- [Texto fuente]:
###

La democracia como sistema político fue caracterizada originalmen­te por Aristóteles en su obra Política, pero lo hizo solamente para el ciudadano griego, apto para gobernar y para obedecer al gobierno de sus pares. Aceptó, simultáneamente, la esclavitud como régimen social compatible con la democracia al estilo griego. Aristóteles no solo caracterizó la democracia como un régimen que defiende la libertad de los ciudadanos griegos, sino que, de acuerdo con algu­nos intérpretes de su pensamiento, la consideró como el mejor de los regímenes políticos, apoyando simultáneamente la regla de la mayoría y la regla de la ley.

A partir de la era moderna, la democracia se ha ido gestando como un proceso social que pretendía ponerle límites al poder del Estado. Emergió entonces como una lucha contra formas totalitarias, absolutistas y dictatoriales propias de los gobiernos monárquicos de la era moderna, con base en los cuales se organi­zaron los estados nacionales europeos.

La democracia liberal fue gestada por la burguesía industrial como clase emergente, cuyo interés común fue la defensa del capital, fuerza dominante en el desarrollo de las sociedades industriales. La propiedad privada del capital fue defendida como fundamento del poder y de la libertad de los burgueses. Por eso es que los funda­mentos del liberalismo político no pueden ser entendidos sin tomar en consideración los fundamentos del liberalismo económico.

###

Entradas de etiquetado de la posición de objetos:
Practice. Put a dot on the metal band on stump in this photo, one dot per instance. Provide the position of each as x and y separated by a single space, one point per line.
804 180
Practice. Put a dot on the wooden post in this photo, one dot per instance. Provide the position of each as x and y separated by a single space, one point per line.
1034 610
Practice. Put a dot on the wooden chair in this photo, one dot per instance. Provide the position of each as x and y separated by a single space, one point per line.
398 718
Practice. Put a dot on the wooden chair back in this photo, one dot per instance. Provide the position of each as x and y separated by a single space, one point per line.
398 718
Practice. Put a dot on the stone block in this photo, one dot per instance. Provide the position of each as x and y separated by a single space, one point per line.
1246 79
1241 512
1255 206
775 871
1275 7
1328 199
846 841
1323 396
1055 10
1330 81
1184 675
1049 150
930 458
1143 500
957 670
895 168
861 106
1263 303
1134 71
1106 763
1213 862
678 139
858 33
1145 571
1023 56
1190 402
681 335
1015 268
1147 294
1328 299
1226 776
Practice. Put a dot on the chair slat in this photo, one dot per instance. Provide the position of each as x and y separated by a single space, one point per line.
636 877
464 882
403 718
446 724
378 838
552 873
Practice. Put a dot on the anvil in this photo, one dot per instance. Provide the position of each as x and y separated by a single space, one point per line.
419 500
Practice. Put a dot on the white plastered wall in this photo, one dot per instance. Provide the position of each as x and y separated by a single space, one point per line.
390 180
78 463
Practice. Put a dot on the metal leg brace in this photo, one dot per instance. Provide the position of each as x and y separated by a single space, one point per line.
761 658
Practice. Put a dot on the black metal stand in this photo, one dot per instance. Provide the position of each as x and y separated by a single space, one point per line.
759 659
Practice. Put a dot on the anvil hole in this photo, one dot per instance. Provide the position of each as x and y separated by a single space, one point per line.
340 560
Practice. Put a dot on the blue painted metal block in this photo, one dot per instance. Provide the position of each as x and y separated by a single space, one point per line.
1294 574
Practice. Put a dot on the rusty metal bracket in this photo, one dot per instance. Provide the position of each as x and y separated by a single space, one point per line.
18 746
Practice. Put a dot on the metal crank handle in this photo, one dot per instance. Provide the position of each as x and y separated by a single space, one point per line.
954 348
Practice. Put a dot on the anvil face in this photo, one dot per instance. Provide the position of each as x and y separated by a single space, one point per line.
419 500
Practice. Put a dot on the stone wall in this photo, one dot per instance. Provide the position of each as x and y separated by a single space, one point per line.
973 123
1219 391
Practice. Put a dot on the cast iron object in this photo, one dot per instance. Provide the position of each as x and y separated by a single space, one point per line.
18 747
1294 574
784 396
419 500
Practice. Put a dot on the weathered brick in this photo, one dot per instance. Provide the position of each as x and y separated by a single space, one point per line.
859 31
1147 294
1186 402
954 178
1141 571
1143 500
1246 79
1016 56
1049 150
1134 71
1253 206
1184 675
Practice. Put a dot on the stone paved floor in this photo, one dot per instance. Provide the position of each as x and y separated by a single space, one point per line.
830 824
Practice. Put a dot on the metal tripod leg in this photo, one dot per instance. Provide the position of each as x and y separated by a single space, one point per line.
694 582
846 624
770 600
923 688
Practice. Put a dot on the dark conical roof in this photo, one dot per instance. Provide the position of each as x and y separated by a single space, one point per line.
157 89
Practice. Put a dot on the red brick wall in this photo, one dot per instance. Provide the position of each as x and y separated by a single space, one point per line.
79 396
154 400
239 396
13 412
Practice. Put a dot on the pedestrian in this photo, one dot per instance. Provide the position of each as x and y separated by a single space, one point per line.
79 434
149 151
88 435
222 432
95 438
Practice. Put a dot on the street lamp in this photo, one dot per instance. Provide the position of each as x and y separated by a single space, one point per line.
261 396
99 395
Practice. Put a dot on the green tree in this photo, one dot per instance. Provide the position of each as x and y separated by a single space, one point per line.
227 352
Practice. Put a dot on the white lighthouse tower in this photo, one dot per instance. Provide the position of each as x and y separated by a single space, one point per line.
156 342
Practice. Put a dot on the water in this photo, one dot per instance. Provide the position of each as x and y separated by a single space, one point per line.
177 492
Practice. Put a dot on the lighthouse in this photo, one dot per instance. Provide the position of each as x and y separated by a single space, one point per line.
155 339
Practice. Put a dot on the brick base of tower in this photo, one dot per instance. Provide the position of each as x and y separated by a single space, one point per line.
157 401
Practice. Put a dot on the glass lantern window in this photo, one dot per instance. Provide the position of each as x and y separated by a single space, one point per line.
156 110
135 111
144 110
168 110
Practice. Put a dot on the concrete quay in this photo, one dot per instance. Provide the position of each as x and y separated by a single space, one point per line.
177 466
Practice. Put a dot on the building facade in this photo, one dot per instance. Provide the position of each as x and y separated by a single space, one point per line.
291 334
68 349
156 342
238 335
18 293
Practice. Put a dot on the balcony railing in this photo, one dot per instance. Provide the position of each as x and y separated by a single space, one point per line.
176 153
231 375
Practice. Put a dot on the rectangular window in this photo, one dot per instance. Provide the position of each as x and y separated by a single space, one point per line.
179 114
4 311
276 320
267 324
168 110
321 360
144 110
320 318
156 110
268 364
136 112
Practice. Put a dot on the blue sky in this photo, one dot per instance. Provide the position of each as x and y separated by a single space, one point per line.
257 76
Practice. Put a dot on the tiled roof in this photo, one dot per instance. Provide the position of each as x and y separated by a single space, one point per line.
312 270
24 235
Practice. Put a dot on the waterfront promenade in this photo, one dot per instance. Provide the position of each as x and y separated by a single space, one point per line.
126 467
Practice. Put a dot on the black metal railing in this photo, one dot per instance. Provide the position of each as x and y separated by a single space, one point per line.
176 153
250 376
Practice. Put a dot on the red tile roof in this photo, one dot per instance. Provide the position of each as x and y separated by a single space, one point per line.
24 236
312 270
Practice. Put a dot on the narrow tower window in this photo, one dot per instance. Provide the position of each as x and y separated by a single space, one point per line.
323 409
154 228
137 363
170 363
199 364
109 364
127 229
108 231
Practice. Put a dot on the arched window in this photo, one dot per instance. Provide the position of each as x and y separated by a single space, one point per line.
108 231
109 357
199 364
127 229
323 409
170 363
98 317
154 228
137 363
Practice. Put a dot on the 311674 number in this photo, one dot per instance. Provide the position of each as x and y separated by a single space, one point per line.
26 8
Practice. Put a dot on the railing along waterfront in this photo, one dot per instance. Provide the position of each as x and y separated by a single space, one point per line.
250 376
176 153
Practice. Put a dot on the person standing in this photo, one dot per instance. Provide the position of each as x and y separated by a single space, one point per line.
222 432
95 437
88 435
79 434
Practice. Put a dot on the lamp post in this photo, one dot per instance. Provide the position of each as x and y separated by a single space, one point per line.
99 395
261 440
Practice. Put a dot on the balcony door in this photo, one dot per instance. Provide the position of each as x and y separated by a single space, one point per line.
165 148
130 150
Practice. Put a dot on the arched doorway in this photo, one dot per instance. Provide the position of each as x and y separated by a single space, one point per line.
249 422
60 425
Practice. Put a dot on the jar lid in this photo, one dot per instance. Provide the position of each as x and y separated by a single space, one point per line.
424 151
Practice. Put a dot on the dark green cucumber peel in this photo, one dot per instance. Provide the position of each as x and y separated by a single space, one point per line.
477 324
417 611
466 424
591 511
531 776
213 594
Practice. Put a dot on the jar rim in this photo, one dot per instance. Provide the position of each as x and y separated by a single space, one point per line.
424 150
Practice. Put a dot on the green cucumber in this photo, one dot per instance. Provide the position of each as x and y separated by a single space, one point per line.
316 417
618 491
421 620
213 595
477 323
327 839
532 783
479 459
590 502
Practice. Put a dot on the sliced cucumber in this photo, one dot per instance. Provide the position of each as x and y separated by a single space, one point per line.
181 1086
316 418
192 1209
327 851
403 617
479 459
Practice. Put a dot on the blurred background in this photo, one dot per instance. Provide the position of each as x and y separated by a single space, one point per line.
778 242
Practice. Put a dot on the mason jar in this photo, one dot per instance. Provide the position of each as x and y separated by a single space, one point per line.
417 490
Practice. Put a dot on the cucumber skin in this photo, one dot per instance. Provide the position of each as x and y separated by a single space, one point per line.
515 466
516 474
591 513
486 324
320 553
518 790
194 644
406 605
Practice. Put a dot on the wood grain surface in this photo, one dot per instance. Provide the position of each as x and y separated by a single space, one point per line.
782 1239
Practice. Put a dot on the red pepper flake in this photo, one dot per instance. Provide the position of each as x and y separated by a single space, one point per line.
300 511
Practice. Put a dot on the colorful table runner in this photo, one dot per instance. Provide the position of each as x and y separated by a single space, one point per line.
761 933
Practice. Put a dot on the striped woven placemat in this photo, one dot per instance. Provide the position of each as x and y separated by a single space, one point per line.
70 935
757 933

###

- [Tareas por realizar]:
1. ¿Contra qué formas de gobierno emergió la democracia en la era moderna, según el texto sobre la democracia? Enuméralas todas.
2. Resume en dos oraciones el texto sobre la democracia.
3. Prosigue el texto sobre la democracia a partir de su última oración.

- [Resultados del ejercicio]:
1. Totalitarias, absolutistas y dictatoriales.

2. Aristóteles caracterizó en su Política la democracia como un régimen que defiende la libertad de los ciudadanos griegos, aunque aceptó la esclavitud como compatible con ella, y según algunos intérpretes la consideró el mejor de los regímenes políticos. En la era moderna, la democracia surgió como una lucha por limitar el poder del Estado frente a los gobiernos monárquicos, y su versión liberal fue gestada por la burguesía industrial en defensa del capital y de la propiedad privada.

3.
Los ideólogos del liberalismo político se dividen entre aquellos que como Locke, hacen de la propiedad de sí mismo y del patrimo­nio individual los fundamentos del orden político, y aquellos que como Rousseau enfatizan el rol de ciudadanos libres e iguales, en la formulación de un contrato social que asegure la voluntad popular.

Cuando se estudian los sistemas políticos aislándolos con­ceptualmente de los sistemas económicos, se pierde esa conexión interdependiente entre los fundamentos del capitalismo y de la democracia. De acuerdo con las formulaciones contemporáneas del liberalismo, en la esfera propiamente política, la democracia tiene ciertos rasgos mínimos que se definen procedimentalmente como un método para tomar decisiones colectivas, independientemente del contenido sustantivo de dichas decisiones. La democracia política mínima es así concebida como un conjunto de reglas que determinan cuáles organismos o personas están autorizadas para tomar decisiones de gobierno y bajo qué procedimientos pueden tomar dichas decisiones.

La noción trata de una democracia procedimental, vacía de contenidos éticos compartidos, con excepción de los que resultan de la búsqueda de una libertad «negativa», de un ámbito privado de acción no interferido por las leyes ni por otros individuos.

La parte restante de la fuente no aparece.